Required work:
Write out every line from the one with "Where can the white tank" through the end of the records, requests included, keeping the requests and their sample points unchanged. Scale each answer's point coordinates by 2.2 and round them to whole numbers, with halves rounded up.

################

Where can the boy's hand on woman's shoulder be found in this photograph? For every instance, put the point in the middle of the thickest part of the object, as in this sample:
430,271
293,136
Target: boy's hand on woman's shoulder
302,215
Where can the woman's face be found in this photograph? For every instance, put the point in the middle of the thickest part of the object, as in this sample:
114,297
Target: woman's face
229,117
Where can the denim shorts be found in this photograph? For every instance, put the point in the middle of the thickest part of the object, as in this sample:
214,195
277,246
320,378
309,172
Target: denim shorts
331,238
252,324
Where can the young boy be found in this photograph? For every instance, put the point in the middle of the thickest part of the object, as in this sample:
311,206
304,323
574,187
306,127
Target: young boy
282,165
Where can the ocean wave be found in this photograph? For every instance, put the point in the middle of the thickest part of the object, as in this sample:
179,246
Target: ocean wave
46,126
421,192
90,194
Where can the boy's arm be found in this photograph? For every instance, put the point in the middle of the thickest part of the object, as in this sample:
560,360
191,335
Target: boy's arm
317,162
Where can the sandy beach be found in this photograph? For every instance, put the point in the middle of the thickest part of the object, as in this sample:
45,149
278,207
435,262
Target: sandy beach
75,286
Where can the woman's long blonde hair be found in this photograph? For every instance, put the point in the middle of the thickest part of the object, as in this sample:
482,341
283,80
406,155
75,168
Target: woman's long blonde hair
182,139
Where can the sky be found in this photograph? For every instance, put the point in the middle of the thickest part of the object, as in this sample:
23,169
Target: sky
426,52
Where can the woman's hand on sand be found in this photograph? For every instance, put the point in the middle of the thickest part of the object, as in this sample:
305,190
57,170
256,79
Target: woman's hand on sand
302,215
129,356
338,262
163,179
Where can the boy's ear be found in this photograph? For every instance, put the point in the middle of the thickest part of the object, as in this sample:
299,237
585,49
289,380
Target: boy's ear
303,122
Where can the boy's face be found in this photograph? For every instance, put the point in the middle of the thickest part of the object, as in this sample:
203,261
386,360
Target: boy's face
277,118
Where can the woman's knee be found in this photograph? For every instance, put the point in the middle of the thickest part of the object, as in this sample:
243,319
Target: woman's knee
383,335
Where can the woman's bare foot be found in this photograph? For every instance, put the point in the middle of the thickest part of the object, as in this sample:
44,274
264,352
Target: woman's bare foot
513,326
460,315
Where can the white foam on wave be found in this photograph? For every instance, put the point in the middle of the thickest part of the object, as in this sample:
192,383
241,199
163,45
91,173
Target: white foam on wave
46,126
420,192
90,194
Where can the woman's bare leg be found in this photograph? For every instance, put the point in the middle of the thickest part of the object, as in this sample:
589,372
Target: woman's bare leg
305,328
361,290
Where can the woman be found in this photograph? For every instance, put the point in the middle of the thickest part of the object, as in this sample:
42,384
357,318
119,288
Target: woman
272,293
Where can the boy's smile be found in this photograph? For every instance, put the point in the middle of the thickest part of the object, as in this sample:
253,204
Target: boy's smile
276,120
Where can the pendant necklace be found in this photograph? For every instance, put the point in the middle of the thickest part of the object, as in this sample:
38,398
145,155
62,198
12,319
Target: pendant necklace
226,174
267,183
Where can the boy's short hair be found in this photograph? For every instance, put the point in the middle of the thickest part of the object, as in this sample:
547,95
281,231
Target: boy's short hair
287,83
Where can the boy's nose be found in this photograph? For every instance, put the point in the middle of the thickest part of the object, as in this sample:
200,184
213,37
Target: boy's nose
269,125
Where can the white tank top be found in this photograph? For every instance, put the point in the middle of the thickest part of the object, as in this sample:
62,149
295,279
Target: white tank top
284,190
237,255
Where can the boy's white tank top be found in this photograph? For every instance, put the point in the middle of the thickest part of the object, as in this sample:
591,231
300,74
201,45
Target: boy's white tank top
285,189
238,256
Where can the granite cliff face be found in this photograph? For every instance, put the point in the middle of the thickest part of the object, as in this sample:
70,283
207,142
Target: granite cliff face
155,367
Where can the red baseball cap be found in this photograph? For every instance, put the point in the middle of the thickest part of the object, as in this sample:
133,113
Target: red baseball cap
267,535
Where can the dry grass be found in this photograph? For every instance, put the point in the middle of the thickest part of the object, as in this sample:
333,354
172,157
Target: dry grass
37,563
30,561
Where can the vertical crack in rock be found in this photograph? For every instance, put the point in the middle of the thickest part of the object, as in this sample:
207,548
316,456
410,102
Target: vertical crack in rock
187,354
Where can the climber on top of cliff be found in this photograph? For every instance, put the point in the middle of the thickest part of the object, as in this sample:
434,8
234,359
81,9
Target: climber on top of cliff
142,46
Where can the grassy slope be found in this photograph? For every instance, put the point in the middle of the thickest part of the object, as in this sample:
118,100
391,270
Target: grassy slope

################

Full output:
Where can the white tank top be found in this photograph? For every instance, put the point in the middle of the thickest part of the object, as in this sample:
62,149
295,279
Target: white tank top
625,418
521,561
Where can the boy's white tank top be found in this photograph? For every instance, put the point in the middle of the thickest part of the object, as in this sample:
591,231
300,74
201,45
Target: boy's white tank top
627,416
524,563
Where can the granite cliff face be found in this photograph? For every instance, put the point in the middle of the thickest part of the object, as in this sample:
70,283
207,142
Target: granite cliff face
341,807
Where can the red baseball cap be found in this photograph? For every instance, put the point in the middle of the thickest part of the object, as in this sample:
133,113
Target: red baseball cap
587,1177
Where can the dry grass be found in this photograph? For every instance, put the point in the middle of the thickest part of the object, as in this sample:
333,354
172,157
Target: dry grass
81,1239
66,1234
Where can the vertical crack in rock be found in this photograph? For every instance, put the point in the middle of the thickest part of the object, as in this sample:
207,548
316,456
410,102
Target: vertical crack in rock
411,779
Where can the climber on top of cliff be found in this photograph? For every instance, put the point in the middle of the thickest part of the object, as in this sample:
434,8
234,359
81,9
Target: climber on top of cliff
312,101
Where can the grassy slope be found in this photograph? For every instance, put the point in the middle of the thickest part of the object, as in this sample:
118,100
391,270
Target: grassy slope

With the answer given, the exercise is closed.